Outline labeling listing
Start
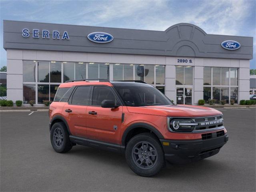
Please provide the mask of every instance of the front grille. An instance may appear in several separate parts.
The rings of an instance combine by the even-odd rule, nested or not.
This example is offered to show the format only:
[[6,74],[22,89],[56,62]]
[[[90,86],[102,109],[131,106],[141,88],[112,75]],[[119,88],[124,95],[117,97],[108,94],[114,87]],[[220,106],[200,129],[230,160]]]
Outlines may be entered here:
[[210,139],[212,138],[216,138],[216,137],[223,136],[224,134],[225,133],[223,130],[217,131],[217,132],[214,132],[213,133],[206,133],[202,134],[202,139],[203,140],[206,140],[207,139]]

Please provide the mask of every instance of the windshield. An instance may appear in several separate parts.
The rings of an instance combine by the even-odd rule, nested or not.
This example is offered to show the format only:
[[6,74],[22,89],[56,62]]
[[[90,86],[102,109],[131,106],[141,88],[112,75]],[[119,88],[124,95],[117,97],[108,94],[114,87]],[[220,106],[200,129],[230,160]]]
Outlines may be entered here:
[[127,106],[172,104],[164,95],[151,86],[115,86],[114,87]]

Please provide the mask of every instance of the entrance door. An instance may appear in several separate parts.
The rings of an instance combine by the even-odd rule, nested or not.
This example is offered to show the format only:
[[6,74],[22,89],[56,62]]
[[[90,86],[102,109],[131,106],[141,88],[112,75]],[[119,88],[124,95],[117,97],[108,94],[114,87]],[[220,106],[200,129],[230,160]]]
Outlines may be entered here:
[[177,87],[176,88],[177,104],[192,104],[192,88]]

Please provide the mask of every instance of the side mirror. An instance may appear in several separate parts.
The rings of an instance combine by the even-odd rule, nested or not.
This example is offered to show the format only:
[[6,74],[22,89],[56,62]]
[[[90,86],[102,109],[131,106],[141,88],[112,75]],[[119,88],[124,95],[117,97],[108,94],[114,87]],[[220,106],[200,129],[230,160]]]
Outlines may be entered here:
[[103,108],[116,108],[119,105],[115,105],[115,102],[112,100],[103,100],[101,102],[101,107]]

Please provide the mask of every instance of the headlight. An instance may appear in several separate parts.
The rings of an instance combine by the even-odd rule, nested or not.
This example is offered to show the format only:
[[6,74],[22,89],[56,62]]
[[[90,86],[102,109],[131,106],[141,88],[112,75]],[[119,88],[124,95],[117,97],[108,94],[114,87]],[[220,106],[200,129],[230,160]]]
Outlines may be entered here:
[[198,125],[198,123],[191,119],[170,119],[169,129],[170,131],[190,132]]

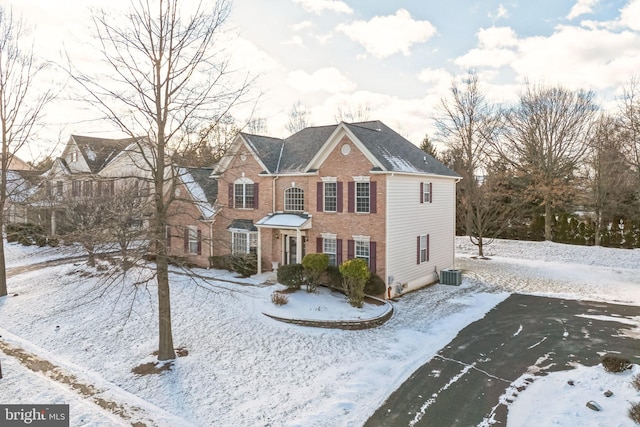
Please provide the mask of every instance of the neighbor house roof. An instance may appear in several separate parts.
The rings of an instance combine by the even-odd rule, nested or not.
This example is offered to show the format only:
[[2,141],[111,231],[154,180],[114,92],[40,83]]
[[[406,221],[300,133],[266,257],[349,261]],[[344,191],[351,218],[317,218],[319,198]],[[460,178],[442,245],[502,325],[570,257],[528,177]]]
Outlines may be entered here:
[[200,219],[211,219],[215,214],[215,200],[218,197],[218,181],[209,178],[211,168],[181,167],[180,179],[200,210]]
[[309,172],[310,163],[338,128],[350,132],[377,161],[380,172],[458,175],[379,120],[302,129],[285,139],[242,133],[267,173]]
[[80,153],[87,162],[91,173],[98,173],[118,154],[140,138],[96,138],[92,136],[71,135]]

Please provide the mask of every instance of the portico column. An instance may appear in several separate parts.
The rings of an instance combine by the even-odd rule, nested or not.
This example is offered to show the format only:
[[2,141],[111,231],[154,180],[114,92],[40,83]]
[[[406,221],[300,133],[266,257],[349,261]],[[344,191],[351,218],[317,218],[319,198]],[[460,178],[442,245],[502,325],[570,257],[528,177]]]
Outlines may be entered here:
[[296,260],[302,264],[302,233],[299,228],[296,230]]
[[262,273],[262,229],[258,228],[258,274]]

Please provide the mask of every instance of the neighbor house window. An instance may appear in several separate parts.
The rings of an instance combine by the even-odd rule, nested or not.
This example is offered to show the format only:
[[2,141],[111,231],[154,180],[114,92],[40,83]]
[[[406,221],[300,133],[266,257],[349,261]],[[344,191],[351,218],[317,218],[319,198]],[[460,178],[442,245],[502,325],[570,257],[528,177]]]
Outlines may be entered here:
[[369,265],[369,241],[368,240],[356,240],[355,243],[355,256],[356,258],[367,261]]
[[184,230],[184,251],[192,255],[202,252],[202,233],[195,225],[189,225]]
[[418,236],[418,264],[429,261],[429,236]]
[[322,253],[329,257],[329,265],[338,265],[337,246],[335,238],[322,239]]
[[420,183],[420,203],[431,203],[433,201],[433,185],[430,182]]
[[84,197],[92,197],[93,196],[93,182],[92,181],[84,181],[82,183],[83,195]]
[[291,187],[284,190],[284,210],[289,212],[304,211],[304,190]]
[[82,181],[73,180],[71,182],[71,195],[73,197],[80,197],[82,194]]
[[258,233],[247,231],[231,232],[231,252],[233,254],[257,253]]
[[257,208],[257,186],[249,179],[241,179],[233,184],[232,200],[236,209],[256,209]]
[[337,182],[324,183],[324,211],[325,212],[338,211],[338,183]]
[[356,212],[369,213],[369,183],[356,182]]
[[198,227],[195,225],[189,226],[189,253],[197,254],[198,253]]

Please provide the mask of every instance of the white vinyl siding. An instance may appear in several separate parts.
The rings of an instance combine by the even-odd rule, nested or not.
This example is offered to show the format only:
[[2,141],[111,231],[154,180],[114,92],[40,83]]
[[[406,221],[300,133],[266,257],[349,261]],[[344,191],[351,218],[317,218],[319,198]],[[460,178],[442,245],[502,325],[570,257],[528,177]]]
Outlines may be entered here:
[[[455,180],[430,177],[433,203],[420,203],[420,184],[425,181],[406,175],[387,177],[386,275],[393,276],[393,289],[406,285],[403,292],[434,282],[436,268],[454,267]],[[428,261],[416,263],[416,236],[427,234]]]

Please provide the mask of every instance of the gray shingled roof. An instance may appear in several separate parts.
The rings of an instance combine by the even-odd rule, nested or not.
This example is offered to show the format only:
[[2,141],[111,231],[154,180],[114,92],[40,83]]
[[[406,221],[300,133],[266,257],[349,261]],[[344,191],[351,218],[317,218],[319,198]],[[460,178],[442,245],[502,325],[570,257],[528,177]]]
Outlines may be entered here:
[[[243,134],[269,173],[307,172],[309,162],[339,125],[302,129],[286,139]],[[459,175],[379,120],[345,123],[388,172]]]
[[71,135],[78,145],[91,173],[98,173],[119,153],[139,138],[95,138],[92,136]]
[[379,120],[345,124],[387,171],[459,176]]
[[243,133],[242,136],[267,167],[266,172],[273,173],[278,170],[278,161],[280,160],[284,140],[248,133]]
[[216,198],[218,197],[218,180],[210,178],[213,169],[192,167],[185,167],[184,169],[189,172],[196,184],[202,188],[207,202],[211,204],[211,206],[214,206]]

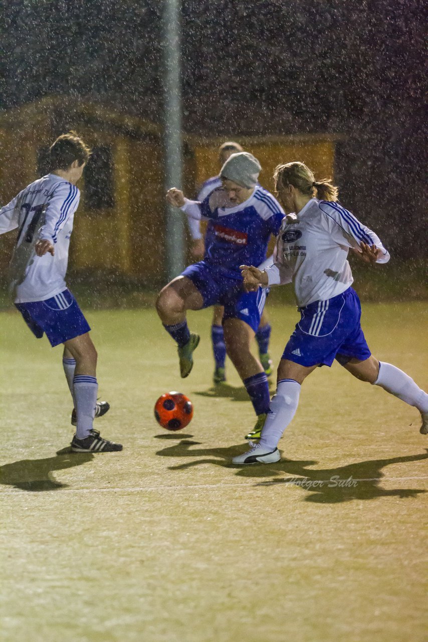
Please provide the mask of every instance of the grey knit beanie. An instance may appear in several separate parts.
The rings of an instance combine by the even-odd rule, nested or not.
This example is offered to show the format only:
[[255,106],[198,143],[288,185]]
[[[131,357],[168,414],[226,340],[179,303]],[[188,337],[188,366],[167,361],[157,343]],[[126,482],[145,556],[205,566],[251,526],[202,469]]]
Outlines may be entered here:
[[229,156],[221,168],[220,176],[249,189],[257,184],[261,169],[261,165],[252,154],[239,152]]

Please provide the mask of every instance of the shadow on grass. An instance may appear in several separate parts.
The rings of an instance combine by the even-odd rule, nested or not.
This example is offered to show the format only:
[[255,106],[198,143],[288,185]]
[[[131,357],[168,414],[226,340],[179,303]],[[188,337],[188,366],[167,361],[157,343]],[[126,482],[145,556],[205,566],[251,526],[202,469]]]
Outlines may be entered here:
[[[163,457],[202,457],[197,461],[170,466],[170,470],[183,471],[203,464],[212,464],[233,469],[238,468],[230,464],[230,460],[243,451],[242,446],[226,448],[191,448],[191,446],[200,445],[198,442],[185,440],[158,451],[157,455]],[[413,498],[426,491],[420,489],[397,488],[388,490],[382,488],[379,483],[385,477],[382,469],[393,464],[406,464],[425,459],[428,459],[428,451],[420,455],[368,460],[336,468],[316,469],[308,467],[316,465],[318,462],[316,461],[293,462],[282,459],[276,464],[239,467],[235,474],[255,480],[273,477],[273,479],[259,482],[255,485],[280,485],[284,491],[298,487],[307,493],[305,501],[318,503],[338,503],[352,499],[375,499],[388,496]],[[287,476],[280,478],[283,473],[287,474]]]
[[57,490],[67,484],[57,482],[52,473],[80,466],[94,458],[90,453],[72,453],[69,448],[58,451],[56,457],[22,459],[0,466],[0,483],[22,490]]

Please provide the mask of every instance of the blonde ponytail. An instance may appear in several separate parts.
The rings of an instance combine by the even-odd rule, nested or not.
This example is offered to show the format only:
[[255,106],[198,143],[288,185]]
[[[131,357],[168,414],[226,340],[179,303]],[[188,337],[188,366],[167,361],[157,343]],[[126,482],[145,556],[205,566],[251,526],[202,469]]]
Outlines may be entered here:
[[304,163],[295,160],[278,165],[273,178],[277,185],[293,185],[302,194],[316,196],[320,200],[336,201],[339,189],[333,185],[331,178],[316,181],[312,172]]

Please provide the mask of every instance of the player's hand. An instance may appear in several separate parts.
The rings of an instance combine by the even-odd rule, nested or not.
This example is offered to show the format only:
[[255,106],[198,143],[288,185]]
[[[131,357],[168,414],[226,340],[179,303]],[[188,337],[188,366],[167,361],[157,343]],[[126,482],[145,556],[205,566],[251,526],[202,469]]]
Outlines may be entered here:
[[358,256],[361,261],[364,263],[375,263],[381,250],[375,245],[368,245],[366,243],[359,244],[361,252],[358,252]]
[[201,259],[205,254],[205,247],[203,239],[194,239],[190,253],[194,259]]
[[55,248],[51,243],[47,239],[42,239],[40,241],[37,241],[34,246],[34,249],[35,250],[37,256],[43,256],[47,252],[49,254],[52,254],[52,256],[55,254]]
[[184,195],[181,189],[177,189],[176,187],[171,187],[171,189],[168,189],[166,193],[166,200],[170,205],[175,207],[181,207],[185,203]]
[[239,270],[242,274],[244,287],[247,292],[254,291],[261,285],[268,285],[268,275],[265,272],[261,272],[253,265],[240,265]]

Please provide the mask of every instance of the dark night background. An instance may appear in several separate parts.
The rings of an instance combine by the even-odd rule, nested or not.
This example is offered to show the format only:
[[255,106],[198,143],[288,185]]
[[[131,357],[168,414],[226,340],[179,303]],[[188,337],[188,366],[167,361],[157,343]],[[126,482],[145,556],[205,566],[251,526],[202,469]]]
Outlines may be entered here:
[[[162,4],[3,0],[0,107],[67,94],[160,122]],[[343,134],[341,200],[393,256],[424,256],[424,3],[184,0],[182,13],[185,130]]]

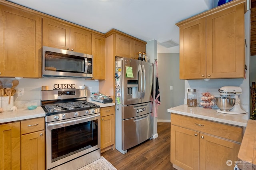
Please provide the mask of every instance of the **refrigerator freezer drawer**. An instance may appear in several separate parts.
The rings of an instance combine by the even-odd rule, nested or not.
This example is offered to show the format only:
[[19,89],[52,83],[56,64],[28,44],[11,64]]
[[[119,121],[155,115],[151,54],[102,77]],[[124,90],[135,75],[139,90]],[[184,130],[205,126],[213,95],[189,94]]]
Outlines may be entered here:
[[122,107],[122,119],[127,119],[152,112],[151,102]]
[[123,150],[133,147],[153,135],[153,113],[122,121]]

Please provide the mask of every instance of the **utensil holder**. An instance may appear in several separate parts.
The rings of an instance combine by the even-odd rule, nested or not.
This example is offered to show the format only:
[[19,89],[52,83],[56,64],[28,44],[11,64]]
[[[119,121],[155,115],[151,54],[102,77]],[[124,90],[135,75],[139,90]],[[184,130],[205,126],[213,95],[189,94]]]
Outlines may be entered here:
[[13,106],[13,96],[11,96],[11,100],[9,104],[9,96],[1,97],[1,106],[4,111],[10,111]]

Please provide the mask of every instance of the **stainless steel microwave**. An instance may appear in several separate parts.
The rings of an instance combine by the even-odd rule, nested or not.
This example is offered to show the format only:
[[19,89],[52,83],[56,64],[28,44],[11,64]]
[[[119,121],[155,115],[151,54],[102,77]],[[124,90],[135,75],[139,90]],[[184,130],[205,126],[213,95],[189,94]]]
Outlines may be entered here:
[[92,77],[92,55],[43,46],[43,77]]

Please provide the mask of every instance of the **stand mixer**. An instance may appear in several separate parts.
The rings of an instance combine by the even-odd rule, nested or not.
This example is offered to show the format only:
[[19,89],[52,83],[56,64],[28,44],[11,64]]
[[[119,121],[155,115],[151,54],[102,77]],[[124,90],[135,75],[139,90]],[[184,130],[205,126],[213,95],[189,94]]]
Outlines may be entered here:
[[[238,97],[240,95],[242,94],[242,89],[240,87],[237,86],[224,86],[218,89],[220,95],[222,97],[230,97],[234,96],[235,103],[233,108],[229,111],[224,111],[221,109],[217,110],[218,112],[230,114],[237,114],[245,113],[240,106],[240,100]],[[217,105],[218,106],[218,105]]]

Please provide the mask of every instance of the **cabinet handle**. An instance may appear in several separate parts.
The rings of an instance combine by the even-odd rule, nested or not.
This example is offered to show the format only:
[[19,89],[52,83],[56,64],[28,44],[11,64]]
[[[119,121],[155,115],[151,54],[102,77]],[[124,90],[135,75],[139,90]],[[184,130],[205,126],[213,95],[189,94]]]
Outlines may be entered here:
[[34,127],[35,126],[37,126],[38,125],[38,123],[37,123],[36,124],[34,124],[34,125],[28,125],[28,127]]
[[200,127],[204,127],[204,125],[198,124],[197,123],[195,123],[195,124],[196,125],[198,125]]

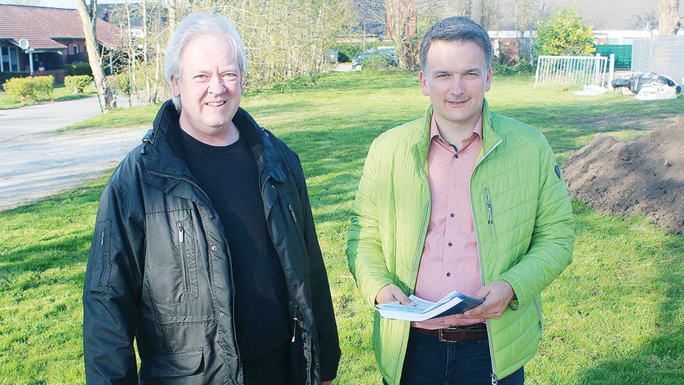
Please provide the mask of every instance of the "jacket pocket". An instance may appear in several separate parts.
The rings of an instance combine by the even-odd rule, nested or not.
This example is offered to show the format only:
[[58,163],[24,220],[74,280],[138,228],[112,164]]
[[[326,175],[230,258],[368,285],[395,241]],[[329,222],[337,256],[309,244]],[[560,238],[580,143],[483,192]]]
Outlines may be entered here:
[[537,320],[539,322],[539,331],[542,331],[542,305],[537,298],[535,298],[533,302],[535,302],[535,307],[537,308]]
[[95,226],[90,286],[90,293],[93,294],[106,294],[109,290],[109,276],[112,271],[111,231],[111,220],[100,221]]
[[177,304],[197,300],[197,258],[190,213],[155,213],[148,215],[147,221],[145,282],[152,302]]
[[494,206],[491,204],[491,195],[489,193],[489,188],[484,186],[484,207],[487,208],[487,223],[489,225],[489,234],[491,239],[496,240],[496,230],[494,229]]
[[140,379],[197,374],[202,371],[204,357],[204,349],[198,347],[141,359]]

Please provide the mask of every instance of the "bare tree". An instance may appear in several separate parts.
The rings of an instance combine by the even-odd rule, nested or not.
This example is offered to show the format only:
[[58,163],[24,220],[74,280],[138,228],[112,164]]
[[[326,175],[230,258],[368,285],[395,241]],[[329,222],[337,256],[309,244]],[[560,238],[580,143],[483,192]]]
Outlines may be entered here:
[[681,26],[679,0],[660,0],[658,30],[660,35],[676,35]]
[[387,35],[394,42],[400,68],[414,69],[418,51],[416,0],[385,0]]
[[95,81],[95,88],[97,89],[97,96],[99,98],[100,107],[103,110],[112,110],[115,108],[114,97],[112,89],[107,84],[107,78],[102,69],[102,60],[100,58],[97,45],[97,37],[95,34],[95,23],[97,20],[97,1],[91,0],[90,6],[86,4],[86,0],[76,0],[76,7],[81,22],[83,26],[83,33],[86,35],[86,49],[88,51],[88,61],[92,70],[92,77]]

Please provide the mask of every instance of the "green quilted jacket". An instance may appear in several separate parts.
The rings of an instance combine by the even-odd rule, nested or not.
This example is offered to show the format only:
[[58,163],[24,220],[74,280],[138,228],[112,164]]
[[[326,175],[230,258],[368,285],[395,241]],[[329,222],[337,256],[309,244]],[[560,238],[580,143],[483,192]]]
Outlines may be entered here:
[[[540,293],[571,261],[574,228],[565,182],[542,133],[490,111],[486,100],[482,113],[482,151],[470,181],[482,284],[505,280],[516,297],[500,318],[487,321],[493,374],[500,379],[537,352]],[[347,256],[371,306],[386,285],[407,295],[416,287],[430,221],[432,115],[430,106],[422,119],[380,135],[366,159]],[[390,384],[400,384],[409,327],[374,313],[375,357]]]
End
● Exercise requirements: Find each line of the listing above that contains the word "jacket" and copy those lines.

● Expected answer:
Please provide the mask of every instance of the "jacket pocket". An instance may appear in several separate parts.
Please provide the mask of every instance of the "green quilted jacket". An instance may appear in several separate parts.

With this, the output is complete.